| Document passage |
The Portuguese Colonial Act was adopted in 1930, and affected Portuguese India, sanctioning legal discrimination and differentiating them from the metropolitan Portuguese people. Adopted at the behest of António de Oliveira Salazar, then the Minister of Finance, this legal act caused Portuguese Indians to lose a number of benefits, including free trips to Portugal for rest and recreation, reduced allowances compared to white officials, and other facilities that the white Portuguese had overseas which were not made available to Portuguese Indians.

This image of the easily adaptable Portuguese who populated the colonies of Africa and America, thanks to their lack of prejudice toward black and Indian women, was to remain one of the strongest ideological artifices of Portuguese colonisation
— Brazilian anthropologist, Alcida Ramo

The Act was repealed only in 1950, in part because of the contributions of Froilano de Mello, a Goan Catholic doctor and an independent member of parliament in Lisbon. He represented Goa in the Assembly of the Republic. He fought for the rights of Portuguese Indians. De Mello was so successful that, from 1950, Goans regained their status and were treated in equal terms like other Portuguese citizens from the metropolis.

It is in keeping with the organic nature of the Portuguese nation to fulfil its historical function of possessing and colonising overseas territories and civilising the native populations thereof, and to exercise the moral influence which is bound up with the Padroado of the East.

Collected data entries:

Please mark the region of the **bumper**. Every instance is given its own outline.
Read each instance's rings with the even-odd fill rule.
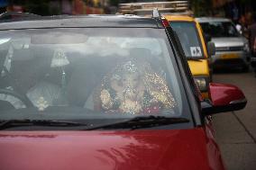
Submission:
[[[212,64],[216,67],[248,67],[251,55],[245,51],[216,51]]]

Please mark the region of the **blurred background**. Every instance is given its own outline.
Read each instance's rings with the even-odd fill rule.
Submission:
[[[121,3],[160,0],[0,0],[1,13],[26,12],[40,15],[115,13]],[[173,0],[165,0],[173,1]],[[255,0],[188,0],[195,16],[224,16],[234,21],[251,20]]]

| Study questions |
1. According to the passage on the Portuguese Colonial Act, in what year was the Act repealed?
2. Rewrite the stretch of the passage on the Portuguese Colonial Act from "The Act was" through "from the metropolis.", replacing "Assembly of the Republic" with "National Assembly".

| Activity answers |
1. 1950

2.
The Act was repealed only in 1950, in part because of the contributions of Froilano de Mello, a Goan Catholic doctor and an independent member of parliament in Lisbon. He represented Goa in the National Assembly. He fought for the rights of Portuguese Indians. De Mello was so successful that, from 1950, Goans regained their status and were treated in equal terms like other Portuguese citizens from the metropolis.